> [TEXT SECTION]:
* BEGIN *
Wednesday, May 6, 2015

Jay Ingram Gives His Secret to Vitality

“There’s nothing more fun than being a nerd!” says Jay Ingram, the Canadian science broadcaster and writer who hosted Daily Planet for sixteen years. At sixty-nine years young, Ingram’s eternal youth is seen regularly through his work. He’s done some really cool things up to this point, like running into a velcro wall, taking a few (fake) punches, hosting three hours of live coverage of a spaceship landing to Mars that never actually landed and – coming soon – taking a bath in a chocolate bathtub.

Ingram is most popular for having been the host of Daily Planet – or, as it was originally titled – from the channel’s start in 1995 to Ingram’s retirement in June 2011, where he was succeeded by Dan Riskin. However, an honorable mention is that he also took over for David Suzuki to host Quirks and Quarks on CBC Radio One from 1979 to 1992. The author of several bestselling books, Ingram has received three Canadian Science Writers’ Awards, and since 2005 he’s held the chair in science communications at the Banff Centre. In 2009, Ingram was made a Member of the Order of Canada for his contributions towards making complex science accessible to the public as a broadcaster, public speaker and author, and for his leadership of future generations of science journalists.
* END *
> [STATED TASK 1]:
Reproduce, line for line and unchanged, the entire object-pointing listing below, leaving out the pictures.

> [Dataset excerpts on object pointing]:
* BEGIN *
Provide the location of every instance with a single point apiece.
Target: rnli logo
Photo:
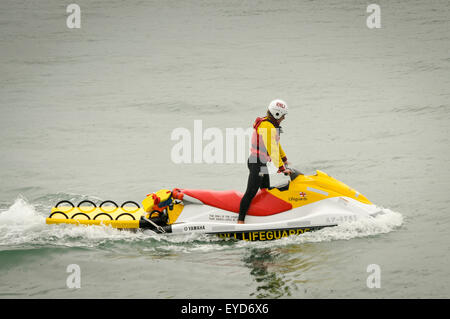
(191, 228)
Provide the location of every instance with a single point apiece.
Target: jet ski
(302, 204)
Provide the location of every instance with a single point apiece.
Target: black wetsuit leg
(257, 178)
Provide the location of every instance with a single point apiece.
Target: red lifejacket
(258, 149)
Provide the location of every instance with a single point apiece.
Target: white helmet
(278, 108)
* END *
> [STATED TASK 2]:
Condense the paragraph of the Jay Ingram profile beginning "“There’s nothing more fun than being a nerd!”" into a short list that keeps its main facts.

> [COMPLETE OUTPUT 1]:
Provide the location of every instance with a single point apiece.
Target: rnli logo
Photo:
(191, 228)
Provide the location of every instance with a single point apiece.
Target: jet ski
(302, 204)
Provide the location of every instance with a single point apiece.
Target: black wetsuit leg
(257, 178)
Provide the location of every instance with a single point apiece.
Target: red lifejacket
(258, 149)
Provide the location of every instance with a single point apiece.
Target: white helmet
(278, 108)

> [COMPLETE OUTPUT 2]:
- Jay Ingram says, “There’s nothing more fun than being a nerd!”
- He is a Canadian science broadcaster and writer who hosted Daily Planet for sixteen years.
- At sixty-nine, his youthfulness shows regularly in his work.
- He has run into a velcro wall and taken a few fake punches.
- He hosted three hours of live coverage of a spaceship landing on Mars that never actually landed.
- He will soon take a bath in a chocolate bathtub.